# What is required
When you retype the data, keep every line exactly as it appears.

# Records provided

::::::::

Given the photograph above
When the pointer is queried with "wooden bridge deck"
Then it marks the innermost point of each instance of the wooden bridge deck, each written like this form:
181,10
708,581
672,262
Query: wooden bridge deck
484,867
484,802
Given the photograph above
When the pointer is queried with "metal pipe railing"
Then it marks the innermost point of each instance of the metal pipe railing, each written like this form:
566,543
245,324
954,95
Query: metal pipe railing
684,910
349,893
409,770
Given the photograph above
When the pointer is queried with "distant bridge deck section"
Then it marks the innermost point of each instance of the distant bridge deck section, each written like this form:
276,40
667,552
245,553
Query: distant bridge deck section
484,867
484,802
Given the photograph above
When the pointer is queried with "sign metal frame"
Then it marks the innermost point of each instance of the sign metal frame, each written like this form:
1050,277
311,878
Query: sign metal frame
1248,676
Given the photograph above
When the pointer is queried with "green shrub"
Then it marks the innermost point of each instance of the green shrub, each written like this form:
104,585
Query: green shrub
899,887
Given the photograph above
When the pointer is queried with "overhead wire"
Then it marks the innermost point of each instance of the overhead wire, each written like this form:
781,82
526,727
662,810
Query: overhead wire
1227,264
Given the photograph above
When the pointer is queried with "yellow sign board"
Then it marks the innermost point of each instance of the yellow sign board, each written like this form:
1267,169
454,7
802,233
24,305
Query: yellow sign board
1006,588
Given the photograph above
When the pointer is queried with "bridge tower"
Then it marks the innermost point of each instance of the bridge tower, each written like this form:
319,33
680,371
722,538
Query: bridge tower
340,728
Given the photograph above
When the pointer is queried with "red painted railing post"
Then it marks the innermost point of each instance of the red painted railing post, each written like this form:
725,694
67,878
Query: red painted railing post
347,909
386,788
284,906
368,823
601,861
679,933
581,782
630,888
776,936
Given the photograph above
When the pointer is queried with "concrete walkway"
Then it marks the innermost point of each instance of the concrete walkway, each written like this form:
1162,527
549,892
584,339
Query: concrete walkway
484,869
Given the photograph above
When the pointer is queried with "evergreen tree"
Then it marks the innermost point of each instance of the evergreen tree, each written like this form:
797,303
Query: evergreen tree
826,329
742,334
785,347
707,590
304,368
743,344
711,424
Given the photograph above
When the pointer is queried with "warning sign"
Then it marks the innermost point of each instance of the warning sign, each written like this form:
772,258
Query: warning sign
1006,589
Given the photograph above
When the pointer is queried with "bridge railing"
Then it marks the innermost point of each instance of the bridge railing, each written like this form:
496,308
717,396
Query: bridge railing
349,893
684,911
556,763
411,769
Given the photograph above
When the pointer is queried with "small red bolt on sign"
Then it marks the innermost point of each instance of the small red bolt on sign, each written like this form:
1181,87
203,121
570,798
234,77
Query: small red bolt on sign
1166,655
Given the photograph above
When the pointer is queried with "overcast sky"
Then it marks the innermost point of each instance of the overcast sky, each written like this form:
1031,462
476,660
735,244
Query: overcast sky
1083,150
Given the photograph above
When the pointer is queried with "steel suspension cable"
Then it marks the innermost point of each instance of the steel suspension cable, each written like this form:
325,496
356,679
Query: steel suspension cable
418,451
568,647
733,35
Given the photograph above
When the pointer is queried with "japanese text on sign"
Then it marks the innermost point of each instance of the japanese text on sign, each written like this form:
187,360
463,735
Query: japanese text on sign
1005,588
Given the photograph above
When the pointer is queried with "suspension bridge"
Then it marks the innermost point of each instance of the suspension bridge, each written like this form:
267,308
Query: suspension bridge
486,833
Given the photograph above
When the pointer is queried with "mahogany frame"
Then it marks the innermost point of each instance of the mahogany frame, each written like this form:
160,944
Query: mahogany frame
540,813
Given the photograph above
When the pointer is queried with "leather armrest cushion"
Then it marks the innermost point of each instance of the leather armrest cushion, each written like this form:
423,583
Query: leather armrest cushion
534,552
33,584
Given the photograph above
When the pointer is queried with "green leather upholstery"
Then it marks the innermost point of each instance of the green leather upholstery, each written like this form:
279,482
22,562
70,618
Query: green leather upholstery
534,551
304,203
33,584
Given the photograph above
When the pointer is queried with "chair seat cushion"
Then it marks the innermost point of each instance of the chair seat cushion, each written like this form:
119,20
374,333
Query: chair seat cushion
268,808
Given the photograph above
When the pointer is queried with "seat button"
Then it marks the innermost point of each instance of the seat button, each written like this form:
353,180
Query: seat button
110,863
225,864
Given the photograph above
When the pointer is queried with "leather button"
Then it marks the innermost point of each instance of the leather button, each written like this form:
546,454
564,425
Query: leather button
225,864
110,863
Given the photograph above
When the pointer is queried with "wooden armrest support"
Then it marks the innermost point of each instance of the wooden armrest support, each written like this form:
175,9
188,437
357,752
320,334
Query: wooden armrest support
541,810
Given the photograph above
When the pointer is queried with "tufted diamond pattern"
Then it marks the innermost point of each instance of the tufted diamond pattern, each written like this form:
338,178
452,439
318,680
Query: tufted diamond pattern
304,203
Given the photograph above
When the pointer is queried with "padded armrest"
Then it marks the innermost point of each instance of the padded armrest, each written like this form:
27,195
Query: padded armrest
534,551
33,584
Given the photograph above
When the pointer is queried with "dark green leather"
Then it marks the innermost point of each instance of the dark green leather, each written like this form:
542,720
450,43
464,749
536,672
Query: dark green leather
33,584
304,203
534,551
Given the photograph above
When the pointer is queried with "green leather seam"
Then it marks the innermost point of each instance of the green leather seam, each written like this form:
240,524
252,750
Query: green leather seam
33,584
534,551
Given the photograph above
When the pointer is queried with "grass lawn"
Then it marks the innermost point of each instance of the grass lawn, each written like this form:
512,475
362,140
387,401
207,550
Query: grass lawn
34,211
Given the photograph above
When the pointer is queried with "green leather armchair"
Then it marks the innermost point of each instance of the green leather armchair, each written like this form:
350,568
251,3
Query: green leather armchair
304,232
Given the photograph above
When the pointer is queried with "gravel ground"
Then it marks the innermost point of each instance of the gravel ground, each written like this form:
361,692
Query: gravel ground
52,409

::::::::

# Answer for this exercise
Given the photograph above
When the pointer is queried with "wooden bridge deck"
Then it marks the innermost point of each instance of the wooden bridge deck, each written like this form:
181,10
708,581
672,262
Query: wooden bridge deck
484,867
484,802
Given the photograph above
When the pointer is queried with "metal pipe railing"
Then it marks the innermost point of each instance of the metal pipe railing, each written like this form:
566,543
245,324
954,95
Query: metal pipe railing
684,910
349,893
409,770
Given the photograph above
When the pointer is queried with "distant bridge deck section"
Then it marks the innermost point of each instance of the distant bridge deck section, each written like this form:
276,40
667,552
245,553
Query: distant bridge deck section
484,867
484,802
Given the photograph above
When the pointer is queried with "sign metal frame"
Then it marks the innermost point of each instance of the sign metal frame, each written like this form:
1050,277
311,878
Query: sign metal frame
1248,676
Given the photograph above
When the pointer is queried with "green shrub"
Then it marks the innermost point of each instance of the green shrub, each written like this form:
104,585
Query: green shrub
899,887
Given the photograph above
When the pointer is queried with "overhead wire"
Then it marks the innermost point of each instance of the overhead wire, each written like this form:
781,82
526,727
662,810
Query: overhead wire
1227,264
Given the photograph above
When the pointer is queried with "yellow sign board"
Then it marks the innermost point of each instance of the yellow sign board, each written like this form:
1267,169
454,7
802,233
24,305
Query: yellow sign board
1006,588
Given the photograph above
When the pointer is queried with "bridge tower"
Then it marks the innermost point of each instance of the bridge tower, each written like this form:
319,33
680,371
722,538
Query: bridge tower
340,728
Given the photograph above
When the pointer is queried with "red painted railing post"
Then it marks the innermost point of each instance of the red painted railing post, each written like this form:
725,694
67,878
Query: red painted railing post
347,909
386,788
284,906
368,823
601,861
679,933
581,782
630,888
776,936
Given the photograph above
When the pointer is queried with "concrete walkway"
Then it marks the innermost point of each instance of the concrete walkway, each written like this form:
1162,527
549,892
584,339
Query: concrete walkway
484,869
Given the photograph above
When the pointer is queried with "evergreen tree"
Then it marks the innermost point of each instance of the evergreen tree, each written like this form:
797,303
Query: evergreen tree
826,329
742,334
785,347
707,590
304,368
743,344
711,424
Given the photograph above
When the pointer is queried with "warning sign"
Then it marks the innermost point of each instance of the warning sign, each written like this form:
772,258
Query: warning sign
1006,589
Given the photograph above
When the pointer is queried with "bridge railing"
Then it marks the innermost point of each instance of the bridge railing, each written like this form:
496,308
717,396
Query: bridge railing
349,893
684,911
556,763
411,769
Given the photograph above
When the pointer is queried with "small red bolt on sign"
Then it marks the innermost point of each instance of the small red bolt on sign, each written like this form:
1181,87
203,121
570,798
234,77
Query: small red bolt on sign
1166,655
Given the photograph above
When the pointer is queried with "overcast sky"
Then it marks the innermost point of each instance of the overcast sky, each written like this form:
1031,462
476,660
735,244
Query: overcast sky
1083,150
Given the photograph above
When the pointer is queried with "steel suspension cable"
Then it marks the innermost point of each instance of the steel suspension cable, each written like this form:
325,496
356,679
Query: steel suspension cable
418,451
568,647
733,35
Given the photograph above
When the pointer is queried with "japanese text on sign"
Then it marks the innermost point of each instance of the japanese text on sign, each written like this form:
187,360
463,735
Query: japanese text on sign
1005,588
Given the photograph above
When the pointer is queried with "suspension bridge"
Then it marks the innermost point of each instance of the suspension bridge, each written like this form:
267,308
Query: suspension bridge
486,833
Given the photograph above
When the pointer is queried with "mahogany frame"
Then it marks the innermost point of each instance of the mahogany frame, each written like this form:
160,944
Query: mahogany frame
540,813
Given the photograph above
When the pointer is queried with "leather armrest cushion"
Then it marks the innermost point of each instance of the leather armrest cushion, each written like this form:
423,583
Query: leather armrest cushion
534,552
33,584
Given the photograph above
When the pointer is queried with "green leather upholstery"
Then it marks the innermost point of each instance of the green leather upholstery, each written like this form:
279,482
22,562
70,618
Query: green leather upholstery
534,551
304,203
33,584
Given the photograph above
When the pointer is queried with "chair seat cushion"
Then it marks the innermost point of each instance of the chair seat cushion, each written like this form:
119,20
374,333
Query: chair seat cushion
268,808
Given the photograph above
When the pointer is queried with "seat button"
Then it marks the innermost point of each instance of the seat button, each written like this form:
353,180
Query: seat button
110,863
225,864
Given the photograph above
When the pointer is queried with "leather button"
Then it marks the innermost point of each instance of the leather button, each written like this form:
546,454
564,425
Query: leather button
225,864
110,863
Given the photograph above
When the pointer is queried with "wooden armrest support"
Then it marks the innermost point of each instance of the wooden armrest support, each written like this form:
175,9
188,437
357,752
320,334
Query: wooden armrest support
541,810
Given the photograph above
When the pointer is queried with "tufted diamond pattern"
Then it marks the innermost point of each instance of the tufted diamond pattern, each written like this form:
338,178
452,439
318,680
Query: tufted diamond pattern
304,203
Given the photograph above
When the pointer is queried with "padded armrest"
Then it marks the innermost point of each instance of the padded armrest, each written like this form:
27,195
Query: padded armrest
534,551
33,584
Given the photograph above
When the pointer is queried with "dark green leather"
Then it marks the innermost point of each instance of the dark green leather, each written like this form:
542,720
450,43
464,749
536,672
Query: dark green leather
33,584
304,203
534,551
Given the photograph above
When the pointer is queried with "green leather seam"
Then it marks the innermost point of each instance of the green leather seam, each written like this form:
240,524
252,750
Query: green leather seam
33,584
534,551
Given the photograph above
When the pointer is queried with "grass lawn"
Then it marks the innermost point of each instance of the grass lawn, each written like this form:
512,475
362,140
387,401
207,550
Query: grass lawn
34,211
Given the photograph above
When the pointer is queried with "green leather armchair"
Then it marks the innermost point of each instance of the green leather armchair, each written like this form:
350,568
251,3
Query: green leather armchair
304,232
Given the photograph above
When the pointer is queried with "gravel ground"
Then it marks the innermost point of each instance of the gravel ground, each written like this form:
361,692
Query: gravel ground
52,409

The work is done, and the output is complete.